◆ TASK INPUT ◆
--

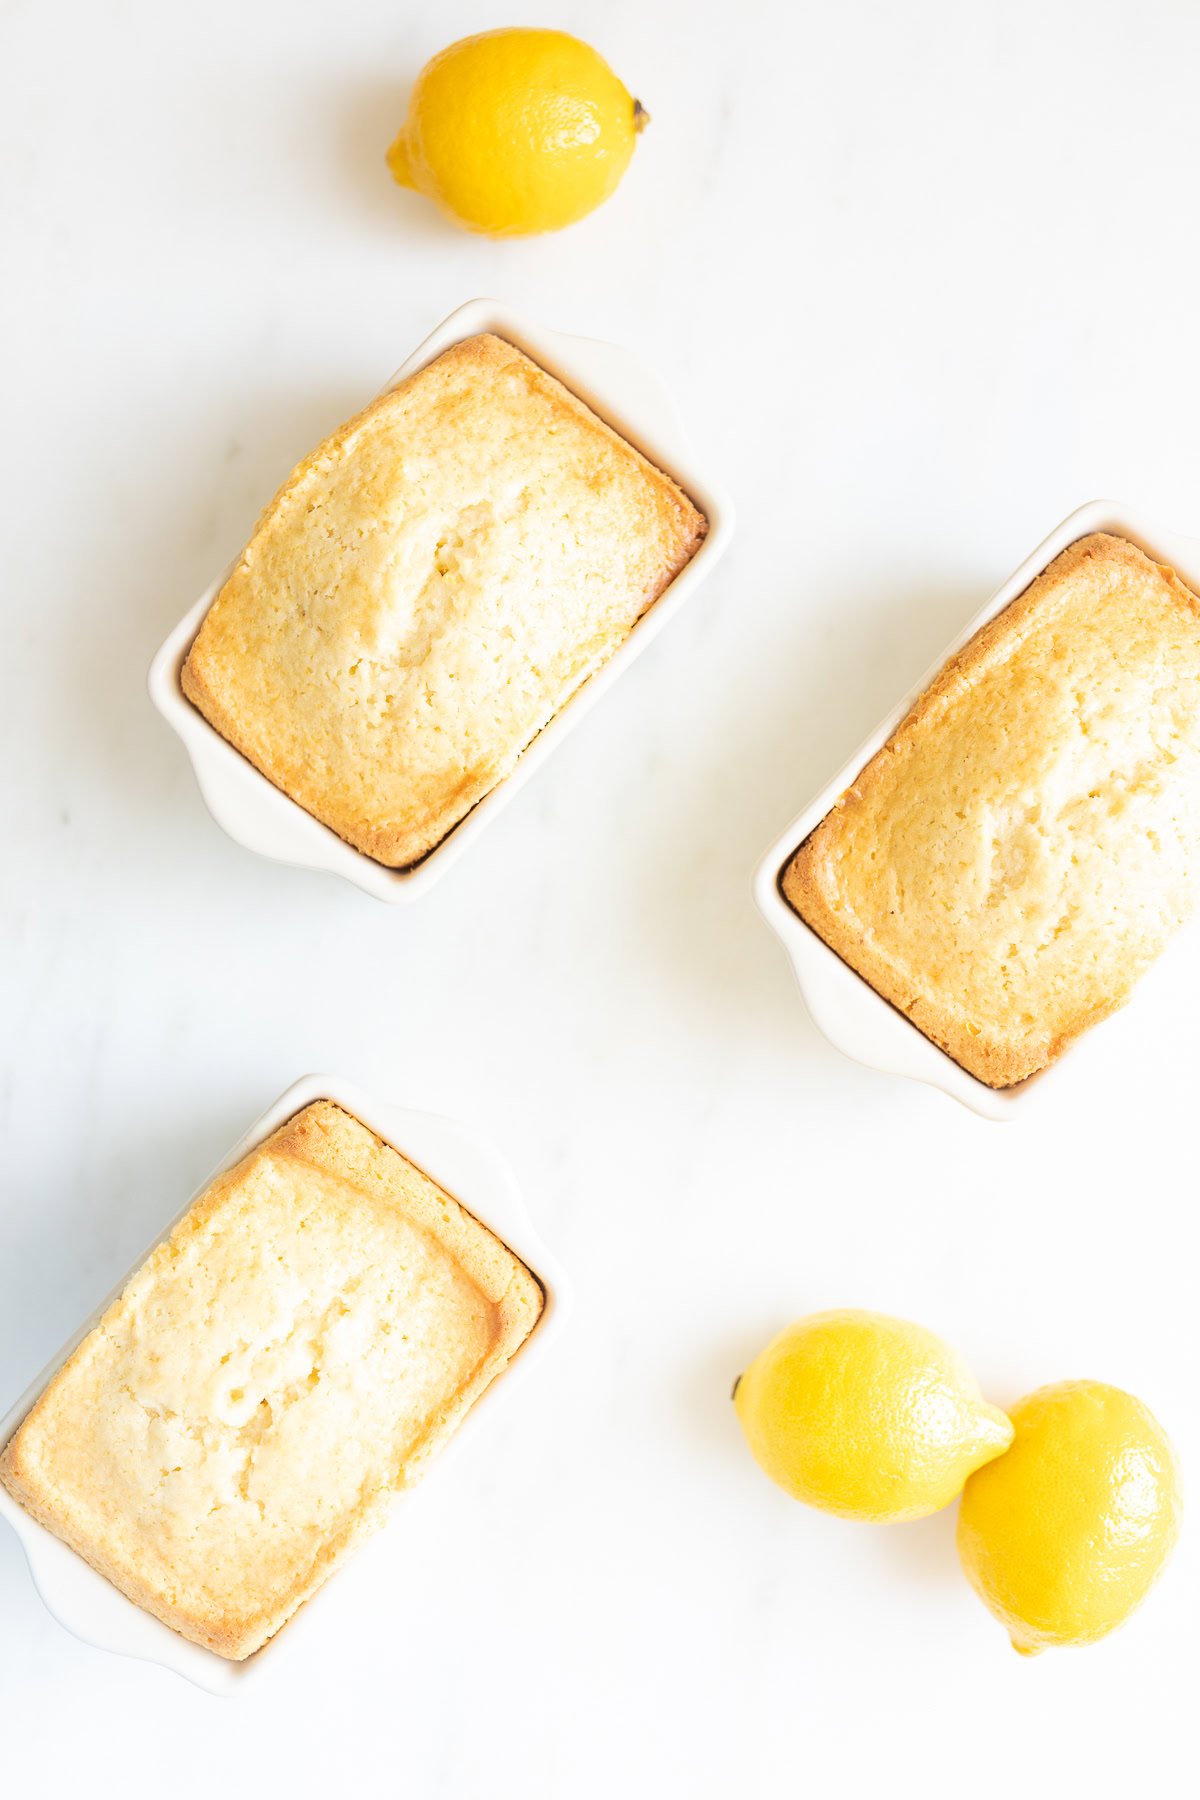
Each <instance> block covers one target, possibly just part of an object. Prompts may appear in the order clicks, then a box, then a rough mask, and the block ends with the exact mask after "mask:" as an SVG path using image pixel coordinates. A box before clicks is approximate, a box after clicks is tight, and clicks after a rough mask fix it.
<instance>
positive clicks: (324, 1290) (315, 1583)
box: [0, 1102, 542, 1661]
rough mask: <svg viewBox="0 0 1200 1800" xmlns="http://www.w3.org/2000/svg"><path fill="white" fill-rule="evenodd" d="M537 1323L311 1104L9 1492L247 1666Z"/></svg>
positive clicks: (185, 1220)
mask: <svg viewBox="0 0 1200 1800" xmlns="http://www.w3.org/2000/svg"><path fill="white" fill-rule="evenodd" d="M540 1312H542V1289H540V1287H538V1283H536V1282H534V1278H533V1276H531V1274H529V1271H527V1269H525V1267H524V1264H520V1262H518V1260H516V1256H513V1253H511V1251H509V1249H506V1247H504V1244H500V1242H498V1240H497V1238H495V1237H493V1235H491V1231H488V1229H484V1226H480V1224H479V1222H477V1220H475V1219H473V1217H471V1215H470V1213H466V1211H464V1210H462V1208H461V1206H459V1204H457V1201H453V1199H450V1195H448V1193H444V1192H443V1190H441V1188H439V1186H437V1184H435V1183H434V1181H430V1179H428V1175H423V1174H421V1170H417V1168H414V1166H412V1163H408V1161H405V1157H403V1156H399V1152H396V1150H392V1148H390V1147H389V1145H385V1143H381V1141H380V1139H378V1138H374V1136H372V1134H371V1132H369V1130H367V1129H365V1125H362V1123H360V1121H358V1120H354V1118H351V1116H349V1114H345V1112H342V1111H340V1109H338V1107H335V1105H329V1103H327V1102H318V1103H317V1105H311V1107H306V1109H304V1112H299V1114H297V1116H295V1118H293V1120H291V1121H290V1123H288V1125H284V1127H282V1129H281V1130H277V1132H275V1134H273V1136H272V1138H268V1139H266V1141H264V1143H263V1145H261V1147H259V1148H257V1150H254V1152H252V1154H250V1156H248V1157H246V1159H245V1161H243V1163H239V1165H237V1166H236V1168H232V1170H230V1172H228V1174H225V1175H219V1177H218V1179H216V1181H214V1183H212V1184H210V1186H209V1188H207V1192H205V1193H203V1195H201V1197H200V1199H198V1201H196V1202H194V1206H193V1208H191V1210H189V1211H187V1213H185V1217H184V1219H182V1220H180V1224H178V1226H176V1228H175V1229H173V1231H171V1235H169V1237H167V1238H166V1240H164V1242H162V1244H160V1246H158V1247H157V1249H155V1251H153V1253H151V1255H149V1256H148V1260H146V1262H144V1264H142V1267H140V1269H139V1273H137V1274H135V1276H133V1278H131V1282H130V1283H128V1287H126V1291H124V1292H122V1296H121V1298H119V1300H117V1301H115V1305H112V1307H110V1310H108V1312H106V1314H104V1318H103V1319H101V1323H99V1325H97V1327H95V1330H94V1332H92V1334H90V1336H88V1337H85V1341H83V1343H81V1345H79V1348H77V1350H76V1354H74V1355H72V1357H70V1361H68V1363H67V1364H65V1366H63V1368H61V1372H59V1373H58V1375H56V1377H54V1381H50V1384H49V1386H47V1390H45V1391H43V1395H41V1399H40V1400H38V1402H36V1406H34V1408H32V1411H31V1413H29V1415H27V1418H25V1420H23V1424H22V1426H20V1429H18V1431H16V1435H14V1436H13V1438H11V1440H9V1444H7V1447H5V1449H4V1454H2V1456H0V1480H4V1485H5V1487H7V1489H9V1490H11V1492H13V1494H14V1498H16V1499H18V1501H20V1503H22V1505H23V1507H27V1510H29V1512H32V1516H34V1517H36V1519H40V1521H41V1523H43V1525H47V1526H49V1528H50V1530H52V1532H56V1534H58V1535H59V1537H63V1539H65V1541H67V1543H68V1544H70V1546H72V1548H74V1550H77V1552H79V1555H83V1557H86V1561H88V1562H90V1564H92V1566H94V1568H95V1570H99V1571H101V1575H106V1577H108V1580H112V1582H115V1586H117V1588H121V1589H122V1591H124V1593H126V1595H128V1597H130V1598H131V1600H137V1604H139V1606H144V1607H146V1609H148V1611H149V1613H155V1615H157V1616H158V1618H162V1620H164V1622H166V1624H167V1625H171V1627H175V1631H180V1633H182V1634H184V1636H185V1638H193V1640H194V1642H196V1643H203V1645H207V1647H209V1649H210V1651H216V1652H218V1654H221V1656H227V1658H232V1660H237V1661H239V1660H241V1658H245V1656H250V1652H252V1651H257V1649H259V1645H263V1643H264V1642H266V1640H268V1638H270V1636H272V1634H273V1633H275V1631H279V1627H281V1625H282V1624H284V1620H288V1618H290V1616H291V1613H295V1609H297V1607H299V1606H300V1604H302V1602H304V1600H306V1598H308V1597H309V1595H311V1593H313V1591H315V1589H317V1588H318V1586H320V1584H322V1582H324V1580H326V1579H327V1577H329V1575H331V1573H333V1570H335V1568H336V1566H338V1564H340V1562H342V1561H344V1557H345V1555H347V1553H349V1552H351V1550H353V1546H354V1544H356V1543H360V1541H362V1539H363V1537H365V1535H367V1534H369V1532H372V1530H376V1526H380V1525H381V1523H383V1517H385V1514H387V1510H389V1508H390V1505H392V1501H394V1499H396V1498H398V1494H399V1492H401V1490H403V1489H407V1487H410V1485H412V1481H414V1478H416V1476H417V1474H419V1472H421V1467H423V1465H425V1462H426V1458H428V1456H430V1453H432V1451H434V1449H437V1445H439V1444H441V1442H443V1440H444V1438H446V1436H448V1435H450V1433H452V1431H453V1429H455V1426H457V1424H459V1420H461V1418H462V1415H464V1413H466V1409H468V1408H470V1406H471V1402H473V1400H475V1399H477V1397H479V1395H480V1393H482V1391H484V1388H486V1386H488V1382H489V1381H491V1379H493V1377H495V1375H497V1373H498V1372H500V1370H502V1368H504V1364H506V1363H507V1361H509V1357H511V1355H513V1354H515V1352H516V1350H518V1346H520V1345H522V1343H524V1339H525V1337H527V1336H529V1332H531V1330H533V1327H534V1325H536V1321H538V1314H540Z"/></svg>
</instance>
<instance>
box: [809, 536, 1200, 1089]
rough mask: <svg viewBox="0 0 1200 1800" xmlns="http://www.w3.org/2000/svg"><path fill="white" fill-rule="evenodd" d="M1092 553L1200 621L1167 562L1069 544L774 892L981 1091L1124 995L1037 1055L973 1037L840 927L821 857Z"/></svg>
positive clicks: (847, 791)
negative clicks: (849, 815)
mask: <svg viewBox="0 0 1200 1800" xmlns="http://www.w3.org/2000/svg"><path fill="white" fill-rule="evenodd" d="M1096 554H1103V556H1106V558H1115V560H1119V562H1123V563H1124V565H1126V567H1133V569H1137V571H1139V574H1141V572H1142V571H1144V569H1146V567H1150V569H1153V571H1155V572H1157V574H1159V576H1160V578H1162V581H1164V583H1166V587H1168V589H1169V592H1171V594H1173V598H1175V599H1177V601H1178V603H1180V605H1184V607H1187V610H1189V612H1193V614H1196V616H1198V617H1200V596H1196V594H1195V592H1193V590H1191V589H1189V587H1187V583H1186V581H1184V580H1182V578H1180V576H1178V574H1177V571H1175V569H1171V567H1169V563H1159V562H1157V560H1155V558H1153V556H1150V554H1148V553H1146V551H1142V549H1141V547H1139V545H1137V544H1133V542H1132V540H1130V538H1123V536H1119V535H1115V533H1108V531H1092V533H1088V535H1087V536H1083V538H1076V540H1074V544H1069V545H1067V549H1063V551H1060V554H1058V556H1056V558H1054V560H1052V562H1049V563H1047V565H1045V569H1042V571H1040V572H1038V574H1036V576H1034V578H1033V581H1031V583H1029V585H1027V587H1025V589H1022V592H1020V594H1016V596H1015V598H1013V599H1011V601H1009V603H1007V607H1004V608H1002V610H1000V612H999V614H997V616H995V617H993V619H990V621H988V623H986V625H982V626H981V628H979V630H977V632H975V634H973V635H972V637H970V639H968V643H966V644H964V646H963V648H961V650H959V652H955V653H954V655H952V657H948V659H946V662H945V664H943V666H941V670H939V671H937V675H936V677H934V680H932V682H930V684H928V686H927V688H925V689H923V691H921V693H919V695H918V698H916V700H914V704H912V707H910V709H909V713H907V715H905V718H903V720H901V722H900V725H898V727H896V731H894V733H892V734H891V738H889V740H887V743H883V745H882V749H878V751H876V752H874V756H871V758H869V761H867V763H864V767H862V769H860V770H858V774H856V776H855V779H853V781H851V785H849V787H847V788H846V790H844V792H842V794H840V796H838V797H837V801H835V803H833V806H831V808H829V812H828V814H826V815H824V819H820V823H819V824H817V826H815V828H813V830H811V832H810V835H808V837H806V839H804V842H802V844H799V846H797V850H795V853H793V855H792V857H790V859H788V862H786V864H784V869H783V875H781V878H779V889H781V893H783V896H784V900H786V902H788V905H790V907H792V909H793V911H795V913H797V914H799V916H801V918H802V920H804V923H806V925H810V927H811V931H815V932H817V936H819V938H820V940H822V941H824V943H826V945H828V947H829V949H831V950H833V952H835V954H837V956H838V958H840V959H842V961H844V963H846V965H847V967H849V968H853V970H855V974H858V976H862V979H864V981H867V985H869V986H871V988H874V992H876V994H880V997H882V999H885V1001H887V1003H889V1004H891V1006H894V1008H896V1012H898V1013H900V1015H901V1017H903V1019H907V1021H909V1022H910V1024H914V1026H916V1030H918V1031H921V1033H923V1037H927V1039H930V1042H932V1044H936V1046H937V1048H939V1049H943V1051H945V1053H946V1055H948V1057H950V1058H952V1060H954V1062H957V1064H959V1067H963V1069H966V1073H968V1075H973V1076H975V1078H977V1080H979V1082H984V1085H986V1087H993V1089H1004V1087H1015V1085H1016V1084H1018V1082H1024V1080H1027V1078H1029V1076H1033V1075H1038V1073H1042V1069H1047V1067H1051V1064H1054V1062H1056V1060H1058V1058H1060V1057H1061V1053H1063V1051H1065V1049H1067V1048H1069V1046H1070V1044H1072V1042H1074V1040H1076V1039H1078V1037H1081V1035H1083V1033H1085V1031H1088V1030H1090V1028H1092V1026H1094V1024H1099V1022H1101V1021H1103V1019H1108V1017H1112V1013H1115V1012H1121V1008H1123V1006H1124V1004H1126V1003H1128V999H1130V992H1132V990H1126V992H1124V994H1115V995H1112V999H1110V1003H1108V1004H1105V1006H1092V1008H1087V1010H1081V1012H1078V1013H1076V1015H1074V1017H1070V1019H1067V1022H1065V1024H1063V1026H1061V1028H1060V1030H1058V1031H1056V1033H1054V1035H1052V1037H1051V1035H1045V1037H1043V1039H1042V1048H1040V1049H1031V1048H1029V1040H1024V1044H1022V1046H1016V1044H1013V1040H1011V1039H1007V1037H1004V1035H1002V1033H990V1031H988V1030H986V1028H984V1030H981V1033H979V1037H975V1035H972V1033H970V1031H968V1030H966V1026H964V1024H963V1022H961V1019H959V1017H955V1008H954V1006H952V1004H950V1003H948V1001H946V999H945V997H939V995H934V994H928V992H923V990H921V981H919V979H918V977H916V974H914V972H912V970H909V968H903V967H900V965H898V963H896V961H894V959H892V958H889V956H883V954H882V952H878V950H876V949H874V947H871V945H865V943H864V941H862V938H860V936H858V934H856V932H855V931H853V927H849V925H847V923H846V920H844V918H842V914H840V911H838V909H837V907H835V905H833V900H831V893H829V889H831V887H835V880H833V877H831V873H829V850H831V846H833V842H835V841H837V837H838V833H840V830H842V826H844V821H846V817H847V814H849V812H853V810H855V808H858V806H862V805H864V801H865V797H867V796H869V794H871V790H873V787H874V785H876V783H878V781H882V776H883V769H885V767H887V763H889V760H891V758H894V756H898V754H903V752H907V751H909V749H910V745H912V742H914V740H916V736H918V734H919V733H921V731H923V729H934V727H936V716H937V713H939V711H945V709H946V706H948V702H950V698H952V697H954V695H957V693H959V691H968V689H970V686H972V682H973V680H975V679H979V675H981V673H982V671H984V670H986V668H988V666H990V662H991V659H993V657H995V653H997V652H999V650H1000V648H1004V650H1006V652H1009V653H1011V652H1013V650H1020V643H1022V637H1024V634H1025V632H1027V630H1029V626H1031V623H1033V619H1034V616H1036V614H1038V612H1040V607H1042V603H1043V599H1045V596H1047V592H1049V594H1054V592H1056V590H1058V589H1061V587H1063V580H1065V578H1067V576H1070V574H1072V572H1074V571H1076V569H1078V567H1079V565H1081V563H1085V562H1088V560H1090V558H1094V556H1096Z"/></svg>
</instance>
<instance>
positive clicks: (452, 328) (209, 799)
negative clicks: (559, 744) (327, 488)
mask: <svg viewBox="0 0 1200 1800" xmlns="http://www.w3.org/2000/svg"><path fill="white" fill-rule="evenodd" d="M480 331H493V333H495V335H497V337H502V338H507V342H511V344H516V347H518V349H524V351H525V353H527V355H529V356H533V360H534V362H538V364H542V367H543V369H549V371H551V374H556V376H558V378H560V380H561V382H563V383H565V385H567V387H569V389H570V391H572V392H574V394H578V396H579V398H581V400H585V401H587V403H588V405H590V407H592V410H594V412H597V414H599V416H601V418H603V419H606V423H608V425H612V427H613V428H615V430H617V432H621V436H622V437H628V439H630V443H633V445H637V448H639V450H642V452H644V455H648V457H649V461H651V463H655V464H657V466H658V468H662V470H666V473H667V475H671V477H673V479H675V481H676V482H678V484H680V488H684V491H685V493H687V495H691V499H693V500H694V502H696V506H698V508H700V511H702V513H703V515H705V517H707V520H709V531H707V535H705V538H703V542H702V545H700V549H698V551H696V554H694V556H693V558H691V562H689V563H687V567H685V569H684V571H682V572H680V574H678V576H676V578H675V581H673V583H671V585H669V589H667V590H666V592H664V594H662V598H660V599H657V601H655V605H653V607H649V610H648V612H646V614H644V616H642V617H640V619H639V623H637V625H635V628H633V632H631V634H630V635H628V637H626V641H624V643H622V644H621V646H619V650H617V652H615V653H613V655H612V657H610V659H608V662H606V664H604V666H603V668H601V670H597V671H596V675H592V677H590V679H588V680H587V682H585V684H583V688H579V691H578V693H576V695H572V698H570V700H569V702H567V706H565V707H563V709H561V711H560V713H558V715H556V716H554V718H552V720H551V724H549V725H545V729H543V731H542V733H540V734H538V736H536V738H534V742H533V743H531V745H529V749H527V751H524V752H522V756H520V760H518V763H516V769H515V770H513V774H511V776H507V778H506V779H504V781H500V783H498V787H495V788H493V790H491V794H488V796H486V797H484V799H482V801H480V803H479V805H477V806H475V808H473V810H471V812H470V814H468V817H466V819H464V821H462V823H461V824H457V826H455V828H453V830H452V832H450V833H448V837H444V839H443V842H441V844H437V846H435V848H434V850H432V851H430V853H428V855H426V857H425V859H423V860H421V862H417V864H416V866H414V868H410V869H389V868H385V866H383V864H381V862H374V860H372V859H371V857H367V855H363V853H362V851H360V850H354V848H353V846H351V844H347V842H344V841H342V839H340V837H338V835H336V832H331V830H329V828H327V826H326V824H320V821H317V819H313V817H311V814H308V812H304V808H302V806H299V805H297V803H295V801H293V799H288V796H286V794H282V792H281V790H279V788H277V787H273V783H272V781H268V779H266V776H263V774H259V770H257V769H255V767H254V765H252V763H248V761H246V758H245V756H241V752H239V751H236V749H234V747H232V745H230V743H227V742H225V738H223V736H221V734H219V731H216V729H214V727H212V725H210V724H209V722H207V718H205V716H203V715H201V713H198V711H196V707H194V706H191V702H189V700H187V698H185V695H184V689H182V686H180V671H182V668H184V662H185V659H187V652H189V650H191V643H193V639H194V635H196V632H198V630H200V623H201V619H203V616H205V614H207V610H209V607H210V605H212V601H214V599H216V596H218V592H219V590H221V587H223V585H225V581H227V578H228V574H230V571H232V567H234V565H232V563H230V565H228V569H225V571H223V572H221V574H219V576H218V580H216V581H214V583H212V585H210V587H209V589H205V592H203V594H201V596H200V599H198V601H196V605H194V607H191V608H189V612H187V614H185V616H184V617H182V619H180V623H178V625H176V626H175V630H173V632H171V635H169V637H167V639H166V643H164V644H162V648H160V650H158V653H157V657H155V661H153V664H151V668H149V697H151V700H153V702H155V706H157V707H158V711H160V713H162V716H164V718H166V722H167V724H169V725H171V729H173V731H175V733H176V736H178V738H180V740H182V743H184V749H185V751H187V754H189V758H191V763H193V770H194V774H196V781H198V783H200V792H201V794H203V799H205V805H207V808H209V812H210V814H212V817H214V819H216V823H218V824H219V826H221V828H223V830H225V832H228V835H230V837H232V839H236V841H237V842H239V844H245V848H246V850H257V851H259V855H264V857H272V859H273V860H277V862H291V864H297V866H300V868H311V869H329V871H331V873H335V875H344V877H345V880H349V882H353V884H354V886H356V887H362V889H363V893H369V895H374V898H376V900H385V902H390V904H398V902H403V900H416V898H419V895H423V893H425V891H426V889H428V887H430V886H432V884H434V882H435V880H437V877H439V875H443V873H444V871H446V869H448V868H450V864H452V862H455V860H457V857H461V855H462V851H464V850H466V848H468V844H470V842H471V841H473V839H475V837H477V835H479V833H480V832H482V830H484V828H486V826H488V824H489V823H491V819H495V815H497V814H498V812H500V810H502V808H504V806H507V803H509V801H511V799H513V796H515V794H516V792H518V788H520V787H524V783H525V781H529V778H531V776H533V774H536V770H538V769H540V767H542V763H543V761H545V758H547V756H551V754H552V751H554V745H556V743H560V742H561V738H563V736H565V734H567V733H569V731H570V729H572V727H574V725H578V724H579V720H581V718H583V715H585V713H587V711H588V709H590V707H592V706H596V702H597V700H599V698H601V695H603V693H604V691H606V688H608V686H610V684H612V682H615V680H617V679H619V677H621V675H622V671H624V670H626V668H628V666H630V662H631V661H633V659H635V657H639V655H640V653H642V650H646V646H648V644H649V641H651V639H653V637H655V635H657V634H658V632H660V630H662V626H664V625H666V623H667V619H671V617H673V616H675V614H676V612H678V608H680V607H682V605H684V603H685V601H687V599H689V598H691V594H693V592H694V590H696V587H698V585H700V581H703V580H705V578H707V576H709V574H711V572H712V569H714V567H716V563H718V560H720V558H721V556H723V554H725V549H727V545H729V540H730V536H732V529H734V509H732V504H730V500H729V497H727V495H725V491H723V490H721V488H720V486H718V484H716V482H712V481H711V479H709V477H707V475H705V473H703V472H702V470H700V466H698V464H696V461H694V457H693V452H691V448H689V443H687V437H685V434H684V427H682V425H680V419H678V414H676V410H675V405H673V401H671V396H669V394H667V391H666V389H664V387H662V383H660V382H658V378H657V376H655V374H651V373H649V371H648V369H646V367H642V364H640V362H639V360H637V358H635V356H631V355H630V353H628V351H624V349H617V347H613V346H612V344H601V342H596V340H594V338H579V337H565V335H563V333H561V331H547V329H545V328H543V326H540V324H536V322H534V320H533V319H527V317H525V315H524V313H518V311H516V310H513V308H511V306H504V304H502V302H500V301H468V304H466V306H459V310H457V311H453V313H452V315H450V317H448V319H444V320H443V322H441V324H439V326H437V329H435V331H432V333H430V337H426V340H425V344H421V347H419V349H416V351H414V353H412V356H408V360H407V362H405V364H401V367H399V369H398V371H396V374H394V376H392V378H390V382H387V383H385V387H383V392H389V389H392V387H396V385H398V383H399V382H403V380H405V378H407V376H410V374H416V371H417V369H423V367H425V365H426V364H428V362H434V358H435V356H441V353H443V351H446V349H450V346H452V344H459V342H461V340H462V338H468V337H475V335H479V333H480ZM264 499H266V495H264Z"/></svg>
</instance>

--

◆ EXERCISE DIRECTIONS ◆
Could you quote the data, word for word, from its beginning through the line that contains "positive clicks: (185, 1220)", including that line, and leave the picture out of your answer?

◆ SOLUTION FOR THIS EXERCISE ◆
Each <instance> block covers one target, possibly just part of an object. Prompts may appear in the order clicks, then a box, then a rough mask, and the block ends with the exact mask after "mask:" as an SVG path using image pixel coordinates. A box before clicks is approximate, a box after clicks is tight, and clicks after a rough mask fix it.
<instance>
positive clicks: (324, 1290) (315, 1583)
box: [0, 1102, 542, 1661]
rough mask: <svg viewBox="0 0 1200 1800" xmlns="http://www.w3.org/2000/svg"><path fill="white" fill-rule="evenodd" d="M537 1323L311 1104L9 1492L247 1666Z"/></svg>
positive clicks: (185, 1220)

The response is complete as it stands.